*Source*
-- START --

# 1989 Robinson pro Bmx component question



## 1937Zenith (Nov 15, 2021)

Just picked up this 1989 pro model. It’s what I had as a kid growing up but I cannot remember what brake setup belongs on this bike. I think it was rear only but any idea what model caliper/ lever I should be looking for?


----------



## Lonestar (Nov 15, 2021)

I think Dia Comp 901 on the rear

@birdzgarage would probably know for sure...


----------



## PennyPrince (Nov 15, 2021)

Sweet pick up, on brakes @Lonestar  is pretty spot on,  but he is right @birdzgarage  would be the one to confirm.  

Dia-Compe MX901 rear brake


----------



## birdzgarage (Nov 15, 2021)

Honestly I'm not sure . after 86 everything changed. Robinson was sold to gt and they were offered as complete bikes for the first time.when chuck robinson owned it,they sold frames,forks,bars and seatposts only.race bikes to be built with high end components of your choice. no completes.im just not familiar with bmx after 86 87 when I quit racing and found girls.


----------



## birdzgarage (Nov 15, 2021)

901s are earlier,84 85 released. I'm sure by 89 there was some hot new product out.maybe diacompe fs or odyssey.whatever gt and dyno was using at that time more than likely as they were sharing parts by now.


----------



## birdzgarage (Nov 15, 2021)

Very kool bike tho,looks clean


----------



## 1937Zenith (Nov 15, 2021)

-- END --

Point-based annotation data:
-- START --

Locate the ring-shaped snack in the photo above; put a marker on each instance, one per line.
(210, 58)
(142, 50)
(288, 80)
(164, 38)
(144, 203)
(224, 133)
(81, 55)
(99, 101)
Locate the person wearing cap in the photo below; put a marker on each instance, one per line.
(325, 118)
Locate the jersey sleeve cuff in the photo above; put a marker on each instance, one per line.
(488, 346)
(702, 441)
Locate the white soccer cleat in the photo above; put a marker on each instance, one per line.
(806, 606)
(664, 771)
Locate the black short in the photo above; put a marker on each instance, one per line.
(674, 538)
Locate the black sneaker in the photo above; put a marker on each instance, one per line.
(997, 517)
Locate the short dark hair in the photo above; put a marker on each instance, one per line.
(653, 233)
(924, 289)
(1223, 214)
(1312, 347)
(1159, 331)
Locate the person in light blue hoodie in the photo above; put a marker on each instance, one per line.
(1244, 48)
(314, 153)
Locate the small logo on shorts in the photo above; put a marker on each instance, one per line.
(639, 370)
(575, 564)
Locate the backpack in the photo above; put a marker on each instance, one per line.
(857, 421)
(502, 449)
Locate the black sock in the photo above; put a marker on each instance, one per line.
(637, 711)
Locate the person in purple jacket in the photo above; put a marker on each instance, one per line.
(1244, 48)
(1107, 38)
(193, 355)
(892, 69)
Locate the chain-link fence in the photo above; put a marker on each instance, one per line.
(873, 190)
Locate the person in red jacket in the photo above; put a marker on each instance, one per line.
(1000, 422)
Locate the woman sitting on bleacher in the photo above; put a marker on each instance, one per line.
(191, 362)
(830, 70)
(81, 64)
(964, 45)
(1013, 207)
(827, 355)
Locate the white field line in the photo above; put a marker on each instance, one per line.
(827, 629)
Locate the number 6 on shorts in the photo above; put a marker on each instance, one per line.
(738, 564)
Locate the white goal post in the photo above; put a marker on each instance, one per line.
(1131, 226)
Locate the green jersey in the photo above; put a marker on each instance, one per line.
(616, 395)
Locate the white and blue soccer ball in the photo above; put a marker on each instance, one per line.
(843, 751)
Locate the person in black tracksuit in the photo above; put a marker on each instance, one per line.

-- END --

*Instructions for the task*
In the thread about the 1989 Robinson Pro BMX, what did Robinson sell while Chuck Robinson owned the company?

*Solution below*
Frames, forks, bars and seatposts only, with no complete bikes.